Text-to-region grounding data:
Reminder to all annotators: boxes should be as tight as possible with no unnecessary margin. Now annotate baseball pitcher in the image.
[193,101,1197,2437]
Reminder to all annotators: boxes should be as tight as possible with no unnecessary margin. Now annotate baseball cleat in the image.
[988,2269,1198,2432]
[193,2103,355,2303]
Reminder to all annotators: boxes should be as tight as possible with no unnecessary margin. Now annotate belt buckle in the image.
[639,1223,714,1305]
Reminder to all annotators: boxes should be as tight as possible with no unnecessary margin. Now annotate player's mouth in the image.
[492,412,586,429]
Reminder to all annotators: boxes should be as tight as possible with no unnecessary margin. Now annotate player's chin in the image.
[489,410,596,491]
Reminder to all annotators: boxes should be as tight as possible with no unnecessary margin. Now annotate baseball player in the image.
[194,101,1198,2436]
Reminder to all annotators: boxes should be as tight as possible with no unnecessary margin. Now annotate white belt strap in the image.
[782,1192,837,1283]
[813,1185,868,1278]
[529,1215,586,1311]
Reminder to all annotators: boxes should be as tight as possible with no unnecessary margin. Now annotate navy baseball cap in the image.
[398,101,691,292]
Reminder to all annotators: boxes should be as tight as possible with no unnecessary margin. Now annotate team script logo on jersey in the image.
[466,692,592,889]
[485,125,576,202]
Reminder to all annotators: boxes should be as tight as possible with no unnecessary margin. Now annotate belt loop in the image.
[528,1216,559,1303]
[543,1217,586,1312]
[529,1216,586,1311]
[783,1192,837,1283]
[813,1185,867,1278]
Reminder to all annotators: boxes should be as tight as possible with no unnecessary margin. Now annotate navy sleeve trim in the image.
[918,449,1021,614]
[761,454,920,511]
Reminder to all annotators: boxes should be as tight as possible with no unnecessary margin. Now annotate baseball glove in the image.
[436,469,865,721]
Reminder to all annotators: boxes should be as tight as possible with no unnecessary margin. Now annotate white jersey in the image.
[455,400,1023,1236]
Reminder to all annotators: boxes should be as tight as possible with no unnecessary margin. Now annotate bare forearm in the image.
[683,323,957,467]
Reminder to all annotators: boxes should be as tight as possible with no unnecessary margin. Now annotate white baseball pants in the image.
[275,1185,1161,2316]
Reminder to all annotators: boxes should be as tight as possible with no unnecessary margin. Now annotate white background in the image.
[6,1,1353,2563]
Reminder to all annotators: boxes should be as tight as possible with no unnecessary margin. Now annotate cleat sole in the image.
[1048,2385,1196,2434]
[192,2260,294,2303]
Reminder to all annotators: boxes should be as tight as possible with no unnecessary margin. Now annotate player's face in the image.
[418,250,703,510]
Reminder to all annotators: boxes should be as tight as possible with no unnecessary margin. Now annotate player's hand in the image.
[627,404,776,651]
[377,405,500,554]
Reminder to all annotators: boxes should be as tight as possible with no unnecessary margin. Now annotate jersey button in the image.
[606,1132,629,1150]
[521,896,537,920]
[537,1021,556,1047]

● To do
Write out each line exactly, beginning at the one with "background in the image." and ending at the final line of the records above, with nothing added.

● Finished task
Reminder to all annotators: boxes should be as tight as possible with no unnecessary margin. Now annotate white background in the image.
[6,1,1353,2563]
Reminder to all annotators: boxes should be as tight as possible with no unnecessary margin. Now annotate cleat sole in the image.
[1048,2385,1196,2434]
[192,2260,294,2303]
Reminder to all annotators: boxes should be as tight as possible with no unnecessary margin. Now annotate player's face in the image.
[418,250,703,510]
Reminder to all annotators: boxes should be as tight as possible with no unnecessary margin. Now annotate player's hand in the image.
[627,404,776,651]
[377,405,500,554]
Reminder to all annotators: boxes should be as tight as possible with no unnecessary margin. Now annotate jersey button in the image.
[606,1132,629,1150]
[521,896,537,920]
[537,1021,556,1047]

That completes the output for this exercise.